[Task instructions] Reproduce the article on community college enrichment programs word for word, from "Enrichment programs make" to "budgets are tight.".

[Excerpt to read]
[Start of Attachment]
For the children and teens in Twin Falls, Idaho, taking part in youth summer camps at the College of Southern Idaho (CSI) can be a life-changing experience — literally.
As part of its community education programming, CSI offers dance and theater camps for children as young as six, as well as music, robotics, writing, science, art and cooking camps.
This article is an excerpt from the August/September issue of AACC’s Community College Journal.
“I have parents come in and ask, ‘Can you help us find an avenue for our child? We need something to bolster their self-confidence,’” says Camille Barigar, director of CSI’s Community Enrichment Office.
Many of these children are struggling with depression, often because they’re being bullied at school or don’t fit in. Barigar matches them with an appropriate activity and introduces them to the summer camp faculty, making sure they feel welcome and supported.
“By the end of the week, I’ve had many parents say, ‘Thank you so much, this means everything to my child.’ In some instances, parents have told me their child was suicidal — and the summer camp experience saved their life,” she avows. “That can be the power of these programs.”
Enrichment programs make up a small but significant part of a community college’s offerings. In some cases, their impact can be enormous — especially in rural areas where a community college might be the only source of enrichment for residents.
Community enrichment programs also can be challenging to administer. For instance, it can be hard to find and recruit skilled instructors, maintain high standards of quality, make people aware of enrichment programming, and even justify its value when budgets are tight.
[End of Attachment]
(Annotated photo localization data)
[Start of Attachment]
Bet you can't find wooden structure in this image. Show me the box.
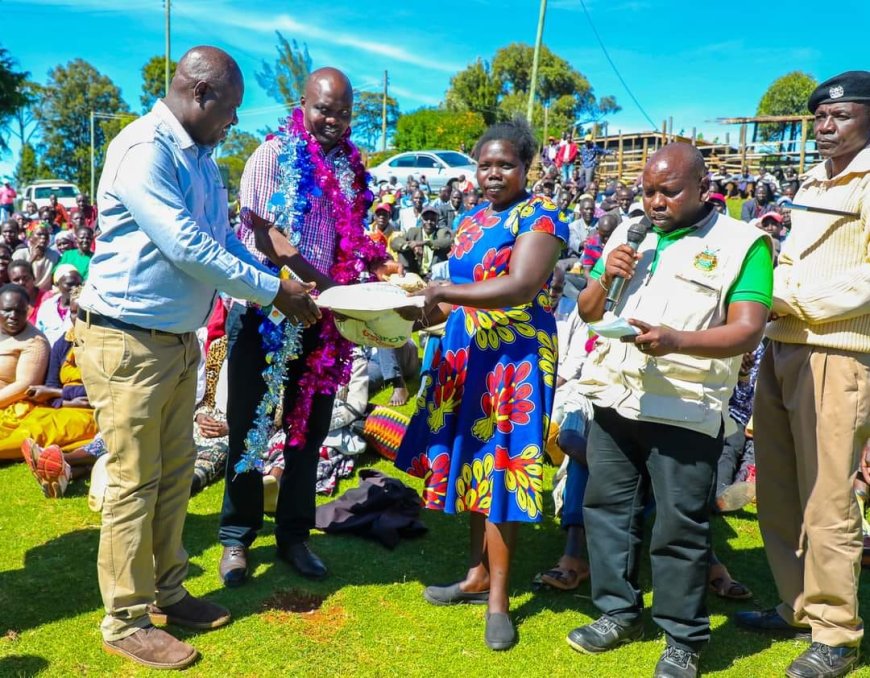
[595,116,819,181]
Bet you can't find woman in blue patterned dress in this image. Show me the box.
[396,120,568,650]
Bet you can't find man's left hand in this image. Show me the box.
[861,438,870,485]
[622,318,680,357]
[371,259,405,281]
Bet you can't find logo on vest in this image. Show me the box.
[695,247,719,273]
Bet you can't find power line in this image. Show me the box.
[580,0,657,129]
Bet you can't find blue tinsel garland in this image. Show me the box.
[234,129,321,473]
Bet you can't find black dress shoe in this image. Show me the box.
[567,614,643,654]
[278,541,327,579]
[653,645,701,678]
[483,612,517,650]
[785,643,858,678]
[218,544,248,587]
[734,608,812,640]
[423,582,489,605]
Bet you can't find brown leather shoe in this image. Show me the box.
[148,593,231,631]
[103,626,198,669]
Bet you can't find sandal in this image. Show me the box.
[707,576,752,600]
[540,565,589,591]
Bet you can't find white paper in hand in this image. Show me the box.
[589,318,640,339]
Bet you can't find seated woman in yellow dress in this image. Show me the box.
[0,284,97,464]
[0,283,50,460]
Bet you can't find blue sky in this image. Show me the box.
[0,0,870,182]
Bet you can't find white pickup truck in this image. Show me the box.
[18,179,81,209]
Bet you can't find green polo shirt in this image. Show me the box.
[54,249,94,280]
[589,226,773,308]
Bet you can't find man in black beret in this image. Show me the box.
[737,71,870,678]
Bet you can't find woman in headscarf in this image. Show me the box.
[35,264,82,346]
[0,292,97,479]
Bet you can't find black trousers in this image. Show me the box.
[583,407,722,652]
[716,421,746,496]
[218,304,335,546]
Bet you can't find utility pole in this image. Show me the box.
[End of Attachment]
[Result of this exercise]
Enrichment programs make up a small but significant part of a community college’s offerings. In some cases, their impact can be enormous — especially in rural areas where a community college might be the only source of enrichment for residents.
Community enrichment programs also can be challenging to administer. For instance, it can be hard to find and recruit skilled instructors, maintain high standards of quality, make people aware of enrichment programming, and even justify its value when budgets are tight.